_Stated task_
Give every line of the records below as a Markdown table with two columns, Row (the row number) and Record line (the line itself), and omit blank lines. Leave the pictures out of the table.

>> BEGIN Dataset content

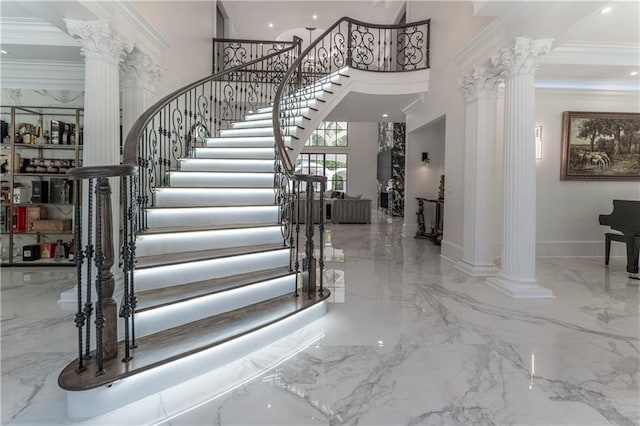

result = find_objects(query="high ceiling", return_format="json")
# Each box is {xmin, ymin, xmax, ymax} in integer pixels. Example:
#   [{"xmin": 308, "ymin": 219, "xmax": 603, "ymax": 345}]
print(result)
[
  {"xmin": 0, "ymin": 0, "xmax": 640, "ymax": 106},
  {"xmin": 222, "ymin": 0, "xmax": 404, "ymax": 40}
]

>> END Dataset content

_Task answer_
| Row | Record line |
|---|---|
| 1 | result = find_objects(query="high ceiling", return_format="json") |
| 2 | # Each box is {xmin, ymin, xmax, ymax} in integer pixels. Example: |
| 3 | #   [{"xmin": 308, "ymin": 219, "xmax": 603, "ymax": 345}] |
| 4 | print(result) |
| 5 | [ |
| 6 |   {"xmin": 0, "ymin": 0, "xmax": 640, "ymax": 106}, |
| 7 |   {"xmin": 222, "ymin": 0, "xmax": 404, "ymax": 40} |
| 8 | ] |